**Instructions for the task:** According to the letters below, where is the family moving from, and where is it moving to?

Also- could you please, please puh-lease sleep on the plane? Thanksabunch. 

xo Mom

Leaving you.

My sweet boys- there are no words to describe how hard it is to leave you for a few days to head down South and find our new home. I’ve gotten more or less used to walking away in the morning as I head to work and you head to days filled with adventure, pirate treasure hunts, park dates, forts built and lego cities. But there’s something about the sacred nighttime and being far from you… it hurts me in a place I can’t quite describe. In my head I know you will be fine and I will be fine (and hell probably actually SLEEP for the next few nights) but I will worry and I will hear your voices through the phone and try to decipher if you ate well/slept well/miss me too much. It’s hard for this mama heart, but I know it’s also good for us, good for you and the thing we need to do to make this all happen. Lucky for me, your Papa is actually super good at this and while it makes me nervous, I know the three of you will sleep snuggled together; my pile of sleeping pups. Love you guys.

xo Mama

 

Making a move.

Well sweets, we have decided to do something brave and out there. We are moving to South Carolina– very far from our urban home in Jersey City in lots of ways. Distance. Culture. Twang. See, I got this opportunity at work to do something really cool and help start a program that will help kids learn in new and exciting ways; I don’t know much more, but what I do know is that I said YES. I said YES to being brave. I said YES to doing something that would upend our little life bubble. I said YES to showing you a whole different way of life (which we may love or hate or neither). I said YES to putting my career first and then figuring out how to make it work for us.

I have usually, mostly, ok always, made the safe choice. The only other time I made a brave choice like this, I met your Papa. And, well, we know how that turned out (you two! yay!). Point being, I think that mostly good things will come from this. But even if there are days where it sucks. Or there is a hurricane (or 4). Or we hate living in suburbia (m’k, really, the country). Or the predicted cicada invasion is super disgusting– we will have DONE IT. And that’s the deal with this life of ours, you have to show up and do stuff or it doesn’t count. We get to COUNT.

This is where our story takes a turn that no one saw coming, and where we get to take a leap of faith. We also get some fresh air, the beach nearby, a huge backyard, maybe a pool… Oh and a chance for Mommy to do some good things in the world, particularly in our new community. It’s win-win, but mostly because we are learning to dare.

xo Mama

A moment.

**Data extract:**
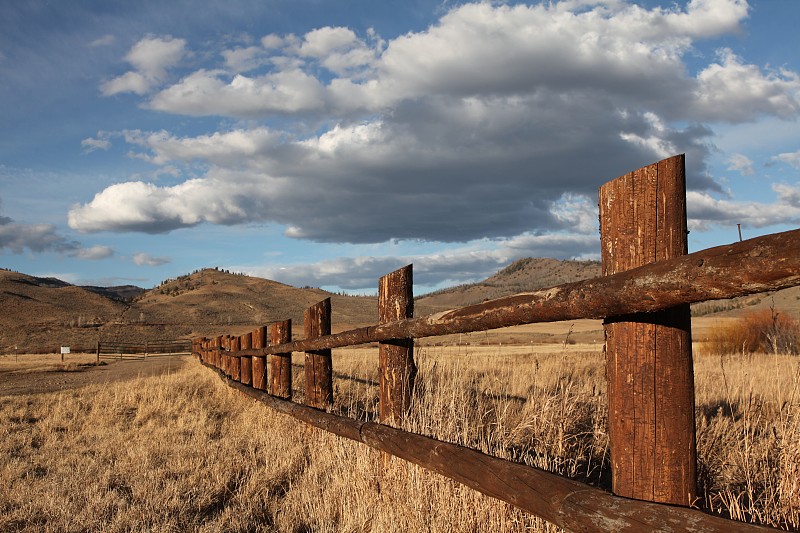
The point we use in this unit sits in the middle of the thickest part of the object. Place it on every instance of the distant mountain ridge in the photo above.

**Result for this task:** The family is moving from Jersey City to South Carolina.